Selected excerpt =>
In order to systematically study the adsorption of MB by DM-CS@CA, the methylene blue solution of 1000 mg/L was prepared, through the concentration of diluted original solution and adding different mass of DM-CS@CA, the effects of initial MB concentration and initial adsorbent mass on the adsorption were studied. At the same time, by adding 0.05 M HCl and 0.05 M NaOH to change the pH value (3–11) and temperature (25 ℃, 35 ℃, 45 ℃) of the solution, the effects of pH value and temperature on the adsorption were studied. In all these experiments, the light absorption of MB at 666 nm was measured using a 722G spectrophotometer to calculate the amount of MB adsorbed. The adsorption capacity (Qe) and removal efficiency (R) are calculated using the following formulas (1) and (2), respectively.

$$\:\begin{array}{c}{\text{Q}}_{\text{e}}=\frac{{\text{C}}_{0}-{\text{C}}_{\text{e}}}{\text{m}}\times\:100\%\end{array}$$
(1)
$$\:\begin{array}{c}R=\frac{{\text{C}}_{0}-{\text{C}}_{\text{e}}}{{\text{C}}_{0}}\times\:100\%\end{array}$$
(2)

Where C0 and Ce represent the initial concentration of MB and the concentration at adsorption equilibrium (mg/L), m represents the mass of the adsorbent used (mg), and V represents the volume of MB. In addition, Qe is the adsorption capacity (mg/g) of the adsorbent, and R is the removal efficiency of the adsorbent.

Characterization method

To determine the crystalline structure and phase composition of the composite adsorbent material, X-ray diffraction (XRD) measurements were conducted using a Bruker D2 Phaser diffractometer (Germany) with a scanning range of 10° to 80° (2θ) at a scan rate of 2°/min. Fourier Transform Infrared (FTIR) spectroscopy was performed on a Thermo Fisher Scientific Nicolet iS20 spectrometer (USA) to identify functional groups and investigate their structural evolution in the composite material, with a resolution of 4 cm⁻¹ and a wavenumber range of 400–4000 cm⁻¹. The microstructure of the composite adsorbent was characterized by scanning electron microscopy (SEM) using a Hitachi SU8010 system (Japan). The Brunauer-Emmett-Teller (BET) method, implemented via a Quantachrome Autosorb NOVA 2200e analyzer (USA), was employed to evaluate variations in pore size distribution and specific surface area of diatomite before and after modification, as well as to monitor pore structural changes in the adsorbent during pre- and post-adsorption states. X-ray photoelectron spectroscopy (XPS) analysis was carried out using a Thermo Scientific K-Alpha spectrometer (USA) to probe the elemental composition and chemical states of the adsorbent. Consistent with previous characterization protocols, the morphological features and particle size distribution of the adsorbent were analyzed by transmission electron microscopy (TEM) on an FEI Talos F200X G2 instrument (USA). Complementary atomic force microscopy (AFM) studies were executed with a Bruker Dimension Icon system (Germany) to quantify surface roughness and nanoscale textural heterogeneities of the adsorbent.

What you will do =>
1 - Answer these questions from the methods excerpt:
(a) At what wavelength was the light absorption of MB measured?
(b) What scanning range was used for the XRD measurements?
(c) Which instrument was used for the atomic force microscopy studies?
2 - Could you write out the methods excerpt between "Where C0 and" and "efficiency of the adsorbent.", inclusive, switching "removal efficiency" to "removal rate"?
3 - How would you sum up the methods excerpt in two sentences?
The entries are separate material and not part of the methods excerpt.

Dataset rows =>

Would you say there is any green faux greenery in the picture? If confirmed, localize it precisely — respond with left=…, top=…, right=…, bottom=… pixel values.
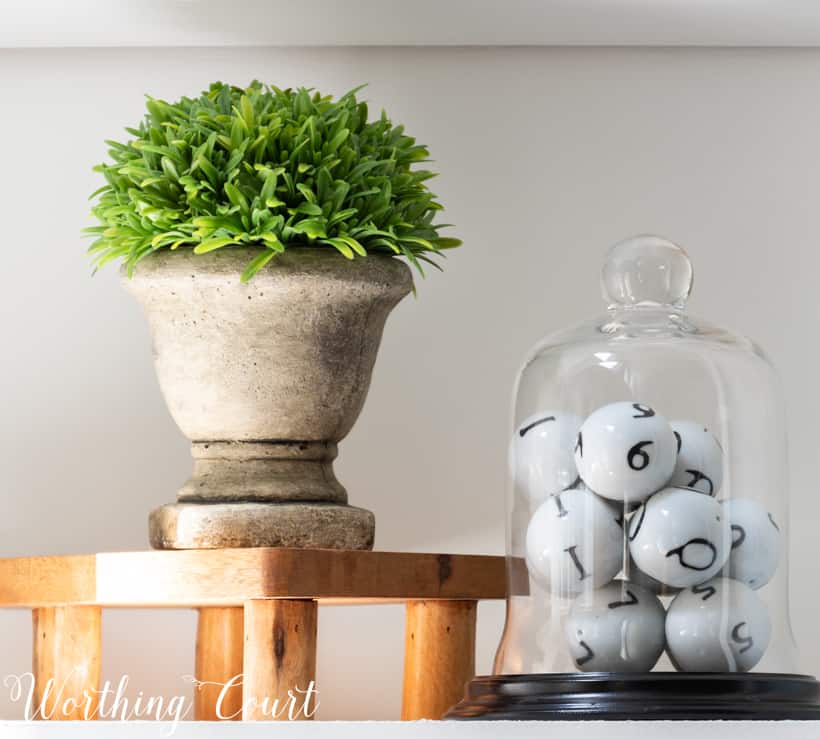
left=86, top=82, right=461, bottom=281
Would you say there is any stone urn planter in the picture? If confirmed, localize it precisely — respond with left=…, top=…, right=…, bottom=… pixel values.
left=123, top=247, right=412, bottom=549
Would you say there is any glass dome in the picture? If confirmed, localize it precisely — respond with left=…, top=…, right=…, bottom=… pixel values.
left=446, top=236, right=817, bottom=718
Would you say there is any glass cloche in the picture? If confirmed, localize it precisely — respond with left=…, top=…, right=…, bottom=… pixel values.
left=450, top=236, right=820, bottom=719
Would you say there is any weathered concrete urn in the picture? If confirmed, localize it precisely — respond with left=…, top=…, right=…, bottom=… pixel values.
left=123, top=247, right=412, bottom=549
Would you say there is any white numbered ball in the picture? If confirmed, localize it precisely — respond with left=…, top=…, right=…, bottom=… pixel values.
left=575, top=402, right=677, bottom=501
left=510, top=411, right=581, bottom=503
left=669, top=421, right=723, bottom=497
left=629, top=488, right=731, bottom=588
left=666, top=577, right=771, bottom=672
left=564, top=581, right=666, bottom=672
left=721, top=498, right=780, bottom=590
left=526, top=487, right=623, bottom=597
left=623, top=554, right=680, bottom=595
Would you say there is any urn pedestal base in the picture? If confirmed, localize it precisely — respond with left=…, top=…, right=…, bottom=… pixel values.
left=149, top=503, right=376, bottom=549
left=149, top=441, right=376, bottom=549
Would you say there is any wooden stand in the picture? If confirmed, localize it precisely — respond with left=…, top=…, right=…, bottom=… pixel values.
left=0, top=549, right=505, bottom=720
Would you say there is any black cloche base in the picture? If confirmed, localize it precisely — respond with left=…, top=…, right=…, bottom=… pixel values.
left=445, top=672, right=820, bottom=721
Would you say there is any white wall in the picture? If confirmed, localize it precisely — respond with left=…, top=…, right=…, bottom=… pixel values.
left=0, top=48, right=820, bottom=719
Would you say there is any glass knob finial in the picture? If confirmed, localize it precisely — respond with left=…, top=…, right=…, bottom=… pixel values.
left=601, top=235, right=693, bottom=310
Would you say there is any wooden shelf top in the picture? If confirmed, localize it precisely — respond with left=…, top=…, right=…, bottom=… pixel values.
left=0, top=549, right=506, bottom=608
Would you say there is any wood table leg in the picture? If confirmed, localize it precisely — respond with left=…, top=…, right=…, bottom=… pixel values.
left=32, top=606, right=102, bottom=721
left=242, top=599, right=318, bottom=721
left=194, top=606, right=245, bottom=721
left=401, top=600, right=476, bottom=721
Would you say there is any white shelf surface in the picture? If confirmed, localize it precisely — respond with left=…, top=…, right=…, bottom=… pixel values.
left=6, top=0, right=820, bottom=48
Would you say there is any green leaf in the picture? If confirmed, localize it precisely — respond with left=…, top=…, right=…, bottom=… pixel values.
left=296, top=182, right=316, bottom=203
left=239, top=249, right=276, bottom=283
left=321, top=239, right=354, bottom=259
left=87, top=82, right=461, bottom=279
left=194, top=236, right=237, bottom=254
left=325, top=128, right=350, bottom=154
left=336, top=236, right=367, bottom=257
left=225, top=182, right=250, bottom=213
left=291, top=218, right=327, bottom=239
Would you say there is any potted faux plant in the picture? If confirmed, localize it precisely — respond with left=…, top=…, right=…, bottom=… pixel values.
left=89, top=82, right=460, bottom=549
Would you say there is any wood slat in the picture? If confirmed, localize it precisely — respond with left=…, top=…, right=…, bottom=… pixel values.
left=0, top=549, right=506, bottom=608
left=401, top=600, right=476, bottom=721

Solutions in order =>
1 -
(a) 666 nm
(b) 10° to 80° (2θ)
(c) A Bruker Dimension Icon system (Germany)

2 -
Where C0 and Ce represent the initial concentration of MB and the concentration at adsorption equilibrium (mg/L), m represents the mass of the adsorbent used (mg), and V represents the volume of MB. In addition, Qe is the adsorption capacity (mg/g) of the adsorbent, and R is the removal rate of the adsorbent.

3 - The adsorption of methylene blue by DM-CS@CA was studied by varying the initial MB concentration, the adsorbent mass, the pH (3–11) and the temperature (25 ℃, 35 ℃ and 45 ℃), and MB absorbance at 666 nm was measured to calculate adsorption capacity and removal efficiency. The adsorbent was characterized by XRD, FTIR, SEM, BET, XPS, TEM and AFM to examine its crystalline structure, functional groups, microstructure, pore structure, elemental composition, morphology and surface roughness.